What is being asked:
Return the lines that run from the line containing "Each instance of the green" through the end of the entries, both ends included. Leave out all pictures.

Records supplied:
*-*-*

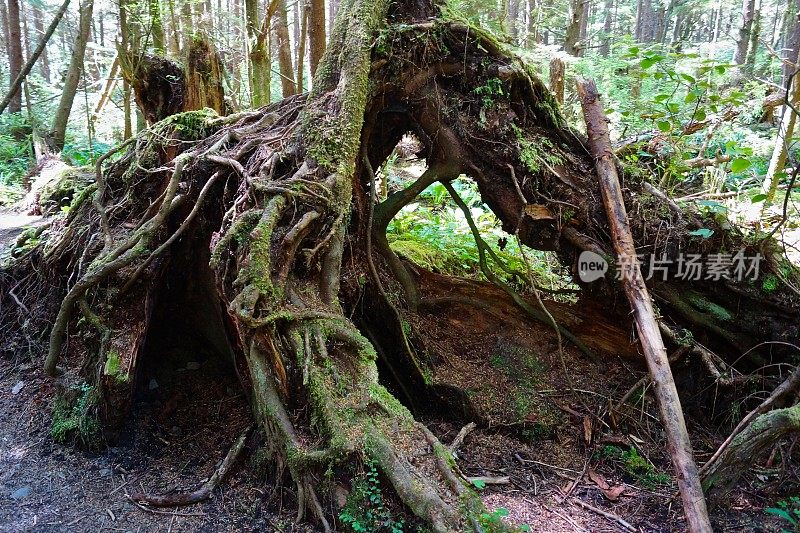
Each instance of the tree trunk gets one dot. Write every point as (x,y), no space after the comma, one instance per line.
(38,24)
(791,46)
(157,27)
(557,72)
(301,46)
(749,446)
(316,32)
(752,49)
(605,46)
(572,40)
(655,352)
(271,215)
(74,73)
(14,55)
(284,50)
(780,152)
(40,50)
(742,43)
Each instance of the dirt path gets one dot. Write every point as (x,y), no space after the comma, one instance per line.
(183,424)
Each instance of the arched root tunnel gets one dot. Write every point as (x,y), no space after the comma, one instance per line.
(267,228)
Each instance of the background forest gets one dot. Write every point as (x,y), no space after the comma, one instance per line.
(702,99)
(695,88)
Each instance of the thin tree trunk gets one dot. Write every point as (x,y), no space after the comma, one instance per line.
(174,34)
(301,46)
(282,45)
(316,32)
(780,151)
(743,42)
(14,55)
(557,79)
(572,40)
(38,24)
(752,51)
(4,24)
(73,77)
(655,353)
(40,48)
(791,38)
(105,96)
(157,27)
(605,46)
(127,130)
(187,23)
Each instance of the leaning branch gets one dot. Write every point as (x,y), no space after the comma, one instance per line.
(646,324)
(17,83)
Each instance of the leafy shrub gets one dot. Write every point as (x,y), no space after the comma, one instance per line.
(15,149)
(74,415)
(365,510)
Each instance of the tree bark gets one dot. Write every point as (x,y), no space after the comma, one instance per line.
(749,446)
(608,22)
(38,25)
(271,214)
(780,151)
(74,73)
(14,56)
(40,50)
(633,284)
(283,47)
(157,27)
(557,73)
(572,40)
(743,42)
(316,32)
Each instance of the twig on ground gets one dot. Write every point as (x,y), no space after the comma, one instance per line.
(611,516)
(204,492)
(459,440)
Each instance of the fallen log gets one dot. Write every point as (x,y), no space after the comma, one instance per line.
(680,447)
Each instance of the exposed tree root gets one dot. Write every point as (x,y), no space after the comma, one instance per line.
(205,491)
(280,198)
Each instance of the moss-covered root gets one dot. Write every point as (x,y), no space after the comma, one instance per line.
(356,420)
(748,446)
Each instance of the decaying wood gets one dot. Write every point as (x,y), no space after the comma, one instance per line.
(680,447)
(204,492)
(790,386)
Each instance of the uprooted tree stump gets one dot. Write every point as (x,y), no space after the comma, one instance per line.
(271,214)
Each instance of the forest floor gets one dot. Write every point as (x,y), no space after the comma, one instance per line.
(184,421)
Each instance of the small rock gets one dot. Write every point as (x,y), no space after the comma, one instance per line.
(22,492)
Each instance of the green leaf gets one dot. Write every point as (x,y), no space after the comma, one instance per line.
(781,513)
(664,125)
(740,165)
(647,62)
(702,232)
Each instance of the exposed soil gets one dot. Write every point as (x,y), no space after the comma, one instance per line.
(534,432)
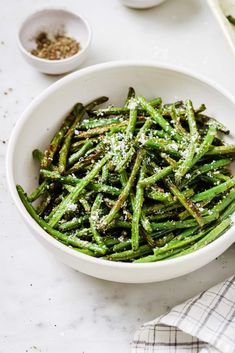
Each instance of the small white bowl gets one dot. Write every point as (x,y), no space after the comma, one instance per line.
(141,4)
(53,21)
(43,117)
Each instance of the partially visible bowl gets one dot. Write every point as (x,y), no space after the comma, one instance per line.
(42,118)
(54,21)
(141,4)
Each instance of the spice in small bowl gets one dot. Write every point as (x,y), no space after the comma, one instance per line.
(55,41)
(56,47)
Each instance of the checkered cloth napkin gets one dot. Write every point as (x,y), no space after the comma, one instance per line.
(205,324)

*-*-*

Task answer:
Each instance of the green leaf gets one dot. Write every point as (x,y), no space after the comma, one instance per line.
(781,513)
(664,125)
(740,165)
(647,62)
(702,232)
Each instance of the exposed soil gets one dot. Write every point as (x,y), no space after the comma, one instance per line.
(534,432)
Each instance of the small white bowl gets one dot. Write every point as (x,y), no space after the comma, one instance per line.
(141,4)
(53,21)
(43,117)
Each instance of the partially visible bowl gets one dot. Write every point as (x,y), no space after the comma, one instance per line.
(42,118)
(54,21)
(141,4)
Each instance of the spice in small bowl gets one dot. Write every point as (x,y), no space after the comma, one instance per line.
(55,41)
(56,47)
Each instance of the checkered cloth napkin gets one dot. Write every point as (x,y), no space after the comma, one instance per line.
(205,324)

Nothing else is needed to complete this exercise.